* GEFRAGT IST *
Gib an, wie viele der Zeilen unten das Wort „surface“ enthalten, und nenne nur diese Zahl. Groß- und Kleinschreibung zählt.

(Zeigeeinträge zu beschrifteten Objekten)
****************************************
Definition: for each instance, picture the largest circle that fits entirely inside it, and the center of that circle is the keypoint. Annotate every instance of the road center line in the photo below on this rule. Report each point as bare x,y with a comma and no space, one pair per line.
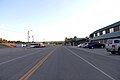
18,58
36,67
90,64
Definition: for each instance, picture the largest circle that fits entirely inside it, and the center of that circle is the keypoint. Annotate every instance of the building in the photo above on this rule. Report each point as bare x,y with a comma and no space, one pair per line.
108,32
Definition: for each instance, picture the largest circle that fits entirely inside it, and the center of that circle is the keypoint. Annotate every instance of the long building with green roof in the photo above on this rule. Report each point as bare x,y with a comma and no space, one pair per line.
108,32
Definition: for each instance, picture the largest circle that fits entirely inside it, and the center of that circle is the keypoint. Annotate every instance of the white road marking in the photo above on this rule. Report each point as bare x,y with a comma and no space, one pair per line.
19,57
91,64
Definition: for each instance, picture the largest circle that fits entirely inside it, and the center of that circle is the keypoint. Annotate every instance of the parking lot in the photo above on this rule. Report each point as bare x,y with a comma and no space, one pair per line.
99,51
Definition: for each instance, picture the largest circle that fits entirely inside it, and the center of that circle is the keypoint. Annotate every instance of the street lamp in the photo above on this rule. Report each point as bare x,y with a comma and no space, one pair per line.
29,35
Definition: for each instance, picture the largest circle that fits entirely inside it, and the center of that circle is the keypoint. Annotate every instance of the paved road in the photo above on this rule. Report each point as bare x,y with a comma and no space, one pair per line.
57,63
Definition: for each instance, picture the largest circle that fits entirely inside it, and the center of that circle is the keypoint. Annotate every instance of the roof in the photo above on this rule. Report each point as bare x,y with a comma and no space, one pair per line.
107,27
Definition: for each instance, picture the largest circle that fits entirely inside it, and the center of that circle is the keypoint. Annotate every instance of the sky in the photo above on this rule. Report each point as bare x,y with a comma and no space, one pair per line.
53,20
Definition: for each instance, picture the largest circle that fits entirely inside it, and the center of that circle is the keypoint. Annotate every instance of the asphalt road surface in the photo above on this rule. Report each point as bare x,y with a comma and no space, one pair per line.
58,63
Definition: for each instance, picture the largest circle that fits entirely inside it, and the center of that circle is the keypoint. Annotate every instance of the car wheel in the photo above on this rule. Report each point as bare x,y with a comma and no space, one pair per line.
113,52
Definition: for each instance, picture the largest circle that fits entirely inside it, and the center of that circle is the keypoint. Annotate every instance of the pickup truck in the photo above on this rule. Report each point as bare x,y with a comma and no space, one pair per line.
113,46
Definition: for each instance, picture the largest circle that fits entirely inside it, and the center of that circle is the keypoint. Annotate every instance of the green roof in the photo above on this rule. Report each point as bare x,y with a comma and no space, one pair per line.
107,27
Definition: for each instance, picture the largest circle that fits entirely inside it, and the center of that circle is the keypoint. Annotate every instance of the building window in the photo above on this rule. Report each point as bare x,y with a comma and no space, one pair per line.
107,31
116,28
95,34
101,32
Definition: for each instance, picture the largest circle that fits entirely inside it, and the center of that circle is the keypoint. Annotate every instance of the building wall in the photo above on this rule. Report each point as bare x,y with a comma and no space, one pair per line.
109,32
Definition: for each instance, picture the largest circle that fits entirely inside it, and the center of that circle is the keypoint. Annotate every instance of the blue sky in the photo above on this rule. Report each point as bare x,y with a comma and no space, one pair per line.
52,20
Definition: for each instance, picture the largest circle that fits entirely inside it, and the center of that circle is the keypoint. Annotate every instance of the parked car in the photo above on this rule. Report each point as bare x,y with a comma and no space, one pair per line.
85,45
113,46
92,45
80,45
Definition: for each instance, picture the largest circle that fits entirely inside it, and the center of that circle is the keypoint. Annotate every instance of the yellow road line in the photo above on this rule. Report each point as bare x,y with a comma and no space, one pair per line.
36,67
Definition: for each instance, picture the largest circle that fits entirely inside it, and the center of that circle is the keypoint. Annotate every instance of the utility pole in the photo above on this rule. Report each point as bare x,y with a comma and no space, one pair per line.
****************************************
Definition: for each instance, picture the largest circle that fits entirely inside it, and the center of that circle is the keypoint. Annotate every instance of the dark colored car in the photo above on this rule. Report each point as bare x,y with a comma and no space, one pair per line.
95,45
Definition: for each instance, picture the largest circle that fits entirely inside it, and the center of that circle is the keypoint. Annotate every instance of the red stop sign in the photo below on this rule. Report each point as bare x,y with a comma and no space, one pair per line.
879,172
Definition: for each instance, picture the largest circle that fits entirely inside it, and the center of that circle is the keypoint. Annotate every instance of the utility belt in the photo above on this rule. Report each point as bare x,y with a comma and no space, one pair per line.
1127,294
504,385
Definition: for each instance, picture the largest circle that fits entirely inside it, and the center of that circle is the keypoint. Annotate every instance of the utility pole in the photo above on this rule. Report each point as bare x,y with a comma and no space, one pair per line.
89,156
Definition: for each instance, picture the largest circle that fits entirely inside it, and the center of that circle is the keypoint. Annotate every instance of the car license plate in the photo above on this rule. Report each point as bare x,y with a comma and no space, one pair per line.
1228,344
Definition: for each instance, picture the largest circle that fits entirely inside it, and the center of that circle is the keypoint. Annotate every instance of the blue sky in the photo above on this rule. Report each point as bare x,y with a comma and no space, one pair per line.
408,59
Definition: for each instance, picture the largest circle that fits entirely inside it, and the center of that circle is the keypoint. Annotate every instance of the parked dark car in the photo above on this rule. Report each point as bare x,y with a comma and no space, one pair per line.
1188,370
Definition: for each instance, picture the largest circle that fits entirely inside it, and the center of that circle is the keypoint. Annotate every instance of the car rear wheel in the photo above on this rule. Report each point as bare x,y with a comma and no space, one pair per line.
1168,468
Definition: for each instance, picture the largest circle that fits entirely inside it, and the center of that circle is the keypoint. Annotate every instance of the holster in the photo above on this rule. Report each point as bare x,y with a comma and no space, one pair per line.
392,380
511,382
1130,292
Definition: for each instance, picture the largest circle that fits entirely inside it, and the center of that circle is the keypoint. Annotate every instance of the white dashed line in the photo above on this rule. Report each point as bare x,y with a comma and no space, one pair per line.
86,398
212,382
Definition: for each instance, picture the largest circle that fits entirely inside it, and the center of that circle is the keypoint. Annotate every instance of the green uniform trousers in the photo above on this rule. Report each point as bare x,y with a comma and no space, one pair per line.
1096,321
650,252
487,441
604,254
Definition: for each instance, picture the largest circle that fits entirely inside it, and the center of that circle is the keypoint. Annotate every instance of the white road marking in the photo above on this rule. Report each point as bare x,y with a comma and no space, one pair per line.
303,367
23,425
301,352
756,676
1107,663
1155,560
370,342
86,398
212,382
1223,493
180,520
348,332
****************************************
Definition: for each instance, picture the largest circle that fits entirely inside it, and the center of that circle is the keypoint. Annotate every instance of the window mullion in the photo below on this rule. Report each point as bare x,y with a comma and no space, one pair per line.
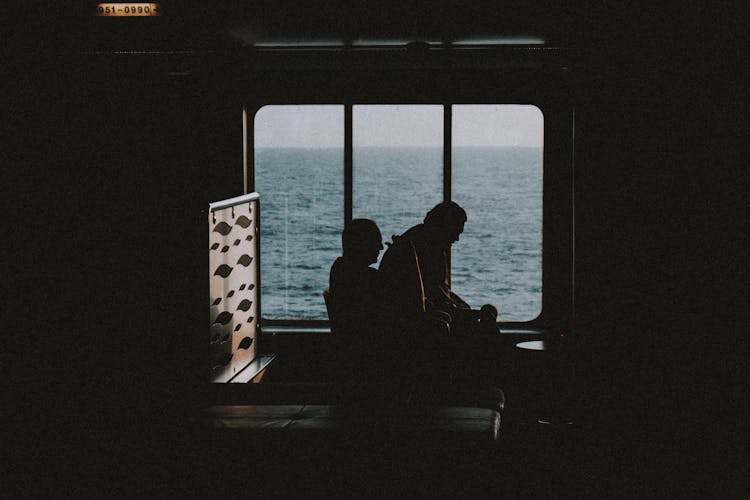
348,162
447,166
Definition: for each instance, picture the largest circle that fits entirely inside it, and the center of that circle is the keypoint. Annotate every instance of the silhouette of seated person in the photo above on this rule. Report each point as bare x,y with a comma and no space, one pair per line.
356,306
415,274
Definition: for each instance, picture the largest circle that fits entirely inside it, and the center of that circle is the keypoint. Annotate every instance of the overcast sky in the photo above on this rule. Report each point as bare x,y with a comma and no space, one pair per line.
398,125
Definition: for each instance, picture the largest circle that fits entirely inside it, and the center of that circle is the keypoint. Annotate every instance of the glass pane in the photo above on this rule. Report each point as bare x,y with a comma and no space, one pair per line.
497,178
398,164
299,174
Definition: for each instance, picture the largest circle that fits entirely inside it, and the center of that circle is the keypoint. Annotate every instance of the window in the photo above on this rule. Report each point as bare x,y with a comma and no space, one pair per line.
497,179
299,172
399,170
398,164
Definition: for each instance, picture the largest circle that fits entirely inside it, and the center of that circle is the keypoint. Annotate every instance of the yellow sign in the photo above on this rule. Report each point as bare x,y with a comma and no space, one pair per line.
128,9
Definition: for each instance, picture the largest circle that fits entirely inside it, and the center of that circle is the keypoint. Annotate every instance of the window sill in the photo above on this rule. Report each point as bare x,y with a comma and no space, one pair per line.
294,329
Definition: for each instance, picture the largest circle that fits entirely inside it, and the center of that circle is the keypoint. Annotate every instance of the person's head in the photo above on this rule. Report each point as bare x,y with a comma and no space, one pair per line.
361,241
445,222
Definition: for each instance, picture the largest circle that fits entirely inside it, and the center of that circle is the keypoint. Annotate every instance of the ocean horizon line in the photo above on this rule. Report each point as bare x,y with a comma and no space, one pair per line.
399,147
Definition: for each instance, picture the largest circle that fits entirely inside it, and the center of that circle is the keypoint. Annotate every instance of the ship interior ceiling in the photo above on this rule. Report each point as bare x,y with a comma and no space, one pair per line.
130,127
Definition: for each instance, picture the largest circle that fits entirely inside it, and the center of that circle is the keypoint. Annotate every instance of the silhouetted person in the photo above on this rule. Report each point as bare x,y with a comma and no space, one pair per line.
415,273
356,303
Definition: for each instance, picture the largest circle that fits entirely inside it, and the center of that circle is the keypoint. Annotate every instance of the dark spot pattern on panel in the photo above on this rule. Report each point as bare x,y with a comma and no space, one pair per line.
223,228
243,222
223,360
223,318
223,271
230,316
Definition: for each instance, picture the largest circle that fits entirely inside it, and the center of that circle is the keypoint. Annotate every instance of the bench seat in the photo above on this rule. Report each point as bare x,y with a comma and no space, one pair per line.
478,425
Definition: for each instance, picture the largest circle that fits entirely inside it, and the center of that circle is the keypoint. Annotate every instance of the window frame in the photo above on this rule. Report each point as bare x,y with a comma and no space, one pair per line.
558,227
****************************************
* ERGEBNIS *
1